▶ WRITTEN EXERCISE:
Repeat every record below exactly, omitting any pictures.
>> START THE INPUT
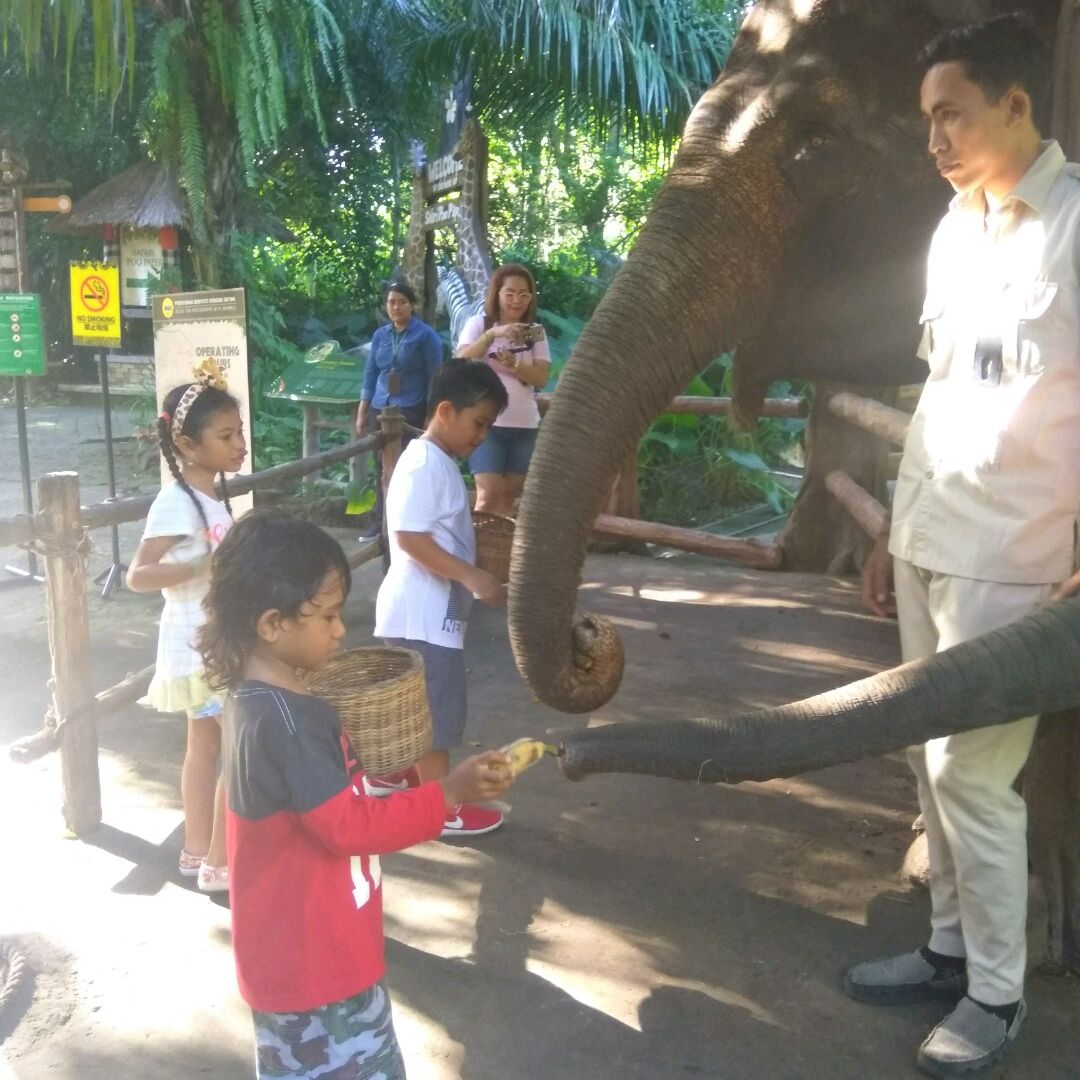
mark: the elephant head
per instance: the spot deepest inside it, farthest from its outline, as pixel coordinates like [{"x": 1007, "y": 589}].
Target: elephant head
[
  {"x": 1027, "y": 667},
  {"x": 793, "y": 228}
]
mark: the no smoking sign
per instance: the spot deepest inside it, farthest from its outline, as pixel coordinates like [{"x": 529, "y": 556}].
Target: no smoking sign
[{"x": 95, "y": 305}]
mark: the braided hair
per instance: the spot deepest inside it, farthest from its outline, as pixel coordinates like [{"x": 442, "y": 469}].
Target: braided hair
[{"x": 210, "y": 402}]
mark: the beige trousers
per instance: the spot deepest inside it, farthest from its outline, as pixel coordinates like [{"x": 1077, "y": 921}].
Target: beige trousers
[{"x": 976, "y": 824}]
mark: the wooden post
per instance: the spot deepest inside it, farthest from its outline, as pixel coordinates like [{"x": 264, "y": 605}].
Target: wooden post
[
  {"x": 310, "y": 436},
  {"x": 392, "y": 423},
  {"x": 69, "y": 647},
  {"x": 623, "y": 501}
]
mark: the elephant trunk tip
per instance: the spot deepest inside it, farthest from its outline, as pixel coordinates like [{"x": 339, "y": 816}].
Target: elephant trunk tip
[{"x": 590, "y": 672}]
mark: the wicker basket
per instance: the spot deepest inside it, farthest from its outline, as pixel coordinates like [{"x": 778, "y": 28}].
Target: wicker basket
[
  {"x": 495, "y": 537},
  {"x": 380, "y": 696}
]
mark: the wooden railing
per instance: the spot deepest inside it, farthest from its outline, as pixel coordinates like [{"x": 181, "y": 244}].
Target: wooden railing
[
  {"x": 621, "y": 521},
  {"x": 887, "y": 423},
  {"x": 58, "y": 532}
]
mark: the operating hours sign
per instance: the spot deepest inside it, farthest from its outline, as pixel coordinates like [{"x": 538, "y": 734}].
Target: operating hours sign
[
  {"x": 95, "y": 305},
  {"x": 22, "y": 341}
]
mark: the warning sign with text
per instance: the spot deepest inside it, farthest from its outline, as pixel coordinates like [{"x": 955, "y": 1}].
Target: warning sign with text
[{"x": 95, "y": 305}]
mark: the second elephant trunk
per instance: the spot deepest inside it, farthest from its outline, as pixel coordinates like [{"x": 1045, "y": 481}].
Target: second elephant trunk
[{"x": 1030, "y": 666}]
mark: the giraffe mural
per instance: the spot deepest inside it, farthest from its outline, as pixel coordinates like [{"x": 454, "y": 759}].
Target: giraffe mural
[{"x": 462, "y": 170}]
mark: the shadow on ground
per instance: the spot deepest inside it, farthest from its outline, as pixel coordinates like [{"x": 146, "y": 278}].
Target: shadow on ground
[{"x": 619, "y": 928}]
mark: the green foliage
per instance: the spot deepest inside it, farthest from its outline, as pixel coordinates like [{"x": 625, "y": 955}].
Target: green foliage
[{"x": 692, "y": 469}]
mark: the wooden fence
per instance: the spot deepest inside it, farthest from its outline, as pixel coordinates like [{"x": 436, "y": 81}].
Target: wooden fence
[
  {"x": 59, "y": 530},
  {"x": 887, "y": 423}
]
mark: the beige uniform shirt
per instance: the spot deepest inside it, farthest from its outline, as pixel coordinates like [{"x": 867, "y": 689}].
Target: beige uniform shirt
[{"x": 989, "y": 480}]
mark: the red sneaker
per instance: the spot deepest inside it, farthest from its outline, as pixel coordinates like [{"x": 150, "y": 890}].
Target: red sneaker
[
  {"x": 392, "y": 782},
  {"x": 466, "y": 820}
]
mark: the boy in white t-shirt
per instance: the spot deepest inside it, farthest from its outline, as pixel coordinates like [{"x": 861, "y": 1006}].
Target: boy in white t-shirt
[{"x": 424, "y": 598}]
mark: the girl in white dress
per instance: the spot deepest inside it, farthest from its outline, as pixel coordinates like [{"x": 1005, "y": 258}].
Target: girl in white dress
[{"x": 201, "y": 437}]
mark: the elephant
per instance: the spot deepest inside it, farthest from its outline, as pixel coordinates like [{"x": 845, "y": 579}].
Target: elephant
[
  {"x": 792, "y": 228},
  {"x": 1027, "y": 667}
]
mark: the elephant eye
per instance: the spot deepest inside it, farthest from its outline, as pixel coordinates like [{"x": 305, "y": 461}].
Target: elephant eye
[{"x": 811, "y": 145}]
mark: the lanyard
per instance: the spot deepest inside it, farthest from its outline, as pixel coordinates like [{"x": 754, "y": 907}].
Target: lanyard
[
  {"x": 393, "y": 379},
  {"x": 395, "y": 343}
]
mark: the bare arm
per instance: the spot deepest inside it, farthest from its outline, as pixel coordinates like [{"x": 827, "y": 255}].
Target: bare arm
[
  {"x": 477, "y": 349},
  {"x": 1069, "y": 588},
  {"x": 877, "y": 578},
  {"x": 532, "y": 375},
  {"x": 148, "y": 574},
  {"x": 423, "y": 548}
]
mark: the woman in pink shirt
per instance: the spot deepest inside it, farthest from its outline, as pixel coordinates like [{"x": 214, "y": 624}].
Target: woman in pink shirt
[{"x": 508, "y": 338}]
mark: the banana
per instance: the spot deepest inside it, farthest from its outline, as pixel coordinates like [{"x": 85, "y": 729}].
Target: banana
[{"x": 525, "y": 752}]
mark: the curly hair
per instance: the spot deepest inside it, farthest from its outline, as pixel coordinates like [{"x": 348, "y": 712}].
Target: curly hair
[{"x": 267, "y": 562}]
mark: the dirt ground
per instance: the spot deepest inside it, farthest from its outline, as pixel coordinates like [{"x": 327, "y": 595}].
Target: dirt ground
[{"x": 620, "y": 928}]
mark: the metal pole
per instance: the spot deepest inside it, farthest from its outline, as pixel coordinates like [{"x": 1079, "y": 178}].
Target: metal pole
[
  {"x": 24, "y": 464},
  {"x": 108, "y": 578}
]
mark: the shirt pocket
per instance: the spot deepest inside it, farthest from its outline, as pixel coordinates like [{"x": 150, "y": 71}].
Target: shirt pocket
[
  {"x": 940, "y": 336},
  {"x": 1036, "y": 319}
]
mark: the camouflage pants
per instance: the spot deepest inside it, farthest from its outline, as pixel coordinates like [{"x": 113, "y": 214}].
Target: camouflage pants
[{"x": 346, "y": 1040}]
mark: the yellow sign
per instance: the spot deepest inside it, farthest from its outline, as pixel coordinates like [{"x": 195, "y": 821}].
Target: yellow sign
[{"x": 95, "y": 304}]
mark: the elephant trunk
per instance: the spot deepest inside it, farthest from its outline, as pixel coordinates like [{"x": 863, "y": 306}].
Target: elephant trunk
[
  {"x": 1028, "y": 667},
  {"x": 669, "y": 304}
]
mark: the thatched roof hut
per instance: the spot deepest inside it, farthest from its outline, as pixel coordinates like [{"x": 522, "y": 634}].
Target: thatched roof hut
[
  {"x": 145, "y": 196},
  {"x": 148, "y": 197}
]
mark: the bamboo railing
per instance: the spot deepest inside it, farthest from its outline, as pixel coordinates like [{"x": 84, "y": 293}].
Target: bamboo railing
[
  {"x": 887, "y": 423},
  {"x": 58, "y": 531},
  {"x": 621, "y": 521}
]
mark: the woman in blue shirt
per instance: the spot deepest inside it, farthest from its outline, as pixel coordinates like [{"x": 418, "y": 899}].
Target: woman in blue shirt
[{"x": 403, "y": 358}]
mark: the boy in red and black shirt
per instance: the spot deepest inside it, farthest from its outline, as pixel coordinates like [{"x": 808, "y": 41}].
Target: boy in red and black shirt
[{"x": 304, "y": 839}]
>> END THE INPUT
▶ FINISHED ANSWER:
mark: the elephant head
per instance: the spot deepest inside it, farthest from its outline, as pixel coordinates like [{"x": 1007, "y": 589}].
Target: elephant head
[
  {"x": 1027, "y": 667},
  {"x": 793, "y": 228}
]
mark: the no smoking sign
per instance: the spot deepest inside it, farthest from its outline, as pixel coordinates like [{"x": 529, "y": 556}].
Target: no smoking sign
[{"x": 95, "y": 305}]
mark: the braided hair
per instance: the spot deepest inside it, farthest from its outline, as pixel coordinates like [{"x": 442, "y": 469}].
Target: braided hair
[{"x": 210, "y": 402}]
mark: the beige trousers
per instance: the spot deepest inside it, farthest from its outline, as pixel coordinates like [{"x": 1077, "y": 921}].
Target: beige trousers
[{"x": 976, "y": 824}]
mark: the wooden post
per instance: the spot deepest inside it, farthest from its outline, as pixel coordinates like [{"x": 264, "y": 605}].
Target: wooden post
[
  {"x": 310, "y": 436},
  {"x": 392, "y": 423},
  {"x": 69, "y": 647},
  {"x": 623, "y": 501}
]
mark: the elephant trunk tip
per instance: the spot deepest inside it, farthest from its outline, as pixel coordinates like [{"x": 339, "y": 816}].
Target: elephant trunk tip
[{"x": 590, "y": 672}]
mark: the wicker basket
per instance: the spot deepest inside it, farthest from its outline, as pixel coordinates like [{"x": 778, "y": 28}].
Target: wicker basket
[
  {"x": 495, "y": 537},
  {"x": 380, "y": 696}
]
mark: the wooden railing
per instance: the spot deepest inside it, farthest from its outline, as pixel coordinates like [{"x": 181, "y": 244}].
Target: wooden railing
[
  {"x": 621, "y": 521},
  {"x": 887, "y": 423},
  {"x": 58, "y": 532}
]
mark: the operating hours sign
per instance: the spot deepest inside it, farthest from its outline, as pixel coordinates like [{"x": 538, "y": 734}].
Target: operating hours sign
[
  {"x": 95, "y": 305},
  {"x": 22, "y": 341}
]
mark: the warning sign with text
per instance: the spot deepest inside it, farthest from its outline, as pixel coordinates like [{"x": 955, "y": 1}].
Target: warning sign with text
[{"x": 95, "y": 305}]
mark: the second elephant trunk
per instance: the spot deepest inside it, farthest from its outline, as pixel coordinates like [{"x": 1045, "y": 481}].
Target: second elephant trunk
[{"x": 1030, "y": 666}]
mark: the giraffe mural
per instance: the spot deepest inside it, farthest from its outline, as pixel coordinates like [{"x": 454, "y": 759}].
Target: giraffe mural
[{"x": 462, "y": 170}]
mark: the shadow on ground
per instance: the spot deepest inside it, farthest from its outline, as pixel coordinates like [{"x": 146, "y": 278}].
Target: shadow on ground
[{"x": 619, "y": 928}]
mark: the green foliage
per instance: the spot deepest inside it, farthest from its outline, as pixel coordinates like [{"x": 625, "y": 955}].
Target: green foliage
[{"x": 692, "y": 469}]
mark: the wooden fence
per instance: the spot deepest inside it, farthest from its outline, as pixel coordinates like [{"x": 436, "y": 81}].
Target: wooden fence
[
  {"x": 59, "y": 530},
  {"x": 887, "y": 423}
]
mark: the beige uniform shirt
per instance: the spot deepest inside it, farthest from its outline, as pixel coordinates like [{"x": 867, "y": 689}].
Target: beige uniform shirt
[{"x": 989, "y": 480}]
mark: the red sneaker
per instance: the spot deepest inside it, farthest from its outline, as pixel coordinates like [{"x": 150, "y": 890}].
Target: red sneaker
[
  {"x": 392, "y": 782},
  {"x": 466, "y": 820}
]
mark: the boy in white t-shirt
per instance: the spot deepest inside it, farthest from its outline, as pixel coordinates like [{"x": 861, "y": 1006}].
Target: boy in white t-shirt
[{"x": 424, "y": 598}]
mark: the girl in white dress
per instance: the spot deepest inside it, farthest from its outline, as pixel coordinates like [{"x": 1005, "y": 258}].
Target: girl in white dress
[{"x": 201, "y": 437}]
mark: the elephant
per instance: the spot deepest inside it, farthest from its outline, as pixel coordinates like [{"x": 845, "y": 579}].
Target: elephant
[
  {"x": 792, "y": 228},
  {"x": 1027, "y": 667}
]
mark: the elephant eye
per instance: the spot deepest inside it, farthest from its outline, as pixel coordinates like [{"x": 305, "y": 461}].
Target: elephant eye
[{"x": 811, "y": 145}]
mark: the lanyard
per instance: the spot deepest inside it, farthest from its outline, as pixel coordinates like [{"x": 754, "y": 907}].
Target: lanyard
[
  {"x": 393, "y": 379},
  {"x": 395, "y": 343}
]
mark: the bare arm
per instance: the spot deepest inside it, farthest from its outline, as pixel coordinates like [{"x": 827, "y": 255}].
Target: bare arm
[
  {"x": 477, "y": 349},
  {"x": 1069, "y": 588},
  {"x": 877, "y": 578},
  {"x": 532, "y": 375},
  {"x": 148, "y": 574},
  {"x": 423, "y": 548}
]
mark: the woman in pink shirt
per instance: the spot deepest inside it, farthest from its outline, as pixel coordinates like [{"x": 214, "y": 624}].
Target: woman in pink shirt
[{"x": 508, "y": 338}]
mark: the banana
per instance: the spot deepest inside it, farthest from its outline, as pixel coordinates like [{"x": 85, "y": 729}].
Target: banana
[{"x": 525, "y": 752}]
mark: the curly hair
per instance: the spot deepest inside it, farthest from its outline, as pixel coordinates like [{"x": 348, "y": 712}].
Target: curly hair
[{"x": 267, "y": 562}]
mark: the dirt ground
per instance: the spot deepest inside it, farthest from its outline, as pixel coordinates like [{"x": 327, "y": 595}].
Target: dirt ground
[{"x": 620, "y": 928}]
mark: the metal pole
per instance: the spot deepest inside it, farthest from its outline, as pixel coordinates like [{"x": 1079, "y": 178}].
Target: metal pole
[
  {"x": 24, "y": 464},
  {"x": 108, "y": 578}
]
mark: the shirt pocket
per instance: the spot deepest inside it, farthest from its outline, as pixel coordinates like [{"x": 150, "y": 71}].
Target: shirt pocket
[
  {"x": 940, "y": 336},
  {"x": 1036, "y": 319}
]
mark: the camouflage pants
per instance: the spot deepest inside it, farthest from its outline, as pixel coordinates like [{"x": 113, "y": 214}].
Target: camouflage pants
[{"x": 346, "y": 1040}]
mark: the yellow sign
per instance: the spot deepest inside it, farthest from its outline, as pixel coordinates like [{"x": 195, "y": 821}].
Target: yellow sign
[{"x": 95, "y": 304}]
mark: the elephant trunk
per instance: the spot deepest inside it, farthest from its outline, as pixel coordinates like [{"x": 863, "y": 306}].
Target: elephant trunk
[
  {"x": 1028, "y": 667},
  {"x": 669, "y": 304}
]
mark: the thatched roof hut
per instance: the spot deepest inside it, farthest from its outline, as pixel coordinates like [{"x": 522, "y": 634}].
Target: thatched roof hut
[
  {"x": 145, "y": 196},
  {"x": 148, "y": 197}
]
mark: the bamboo railing
per instance: the spot deepest inside it, farthest from its outline, as pixel coordinates like [{"x": 84, "y": 293}].
Target: bamboo railing
[
  {"x": 887, "y": 423},
  {"x": 58, "y": 531},
  {"x": 621, "y": 521}
]
mark: the woman in blue shirt
per instance: the spot deepest inside it, farthest from its outline, as pixel coordinates like [{"x": 418, "y": 899}].
Target: woman in blue shirt
[{"x": 403, "y": 358}]
mark: the boy in red and black shirt
per instance: the spot deepest inside it, farthest from its outline, as pixel coordinates like [{"x": 808, "y": 41}].
Target: boy in red and black shirt
[{"x": 304, "y": 839}]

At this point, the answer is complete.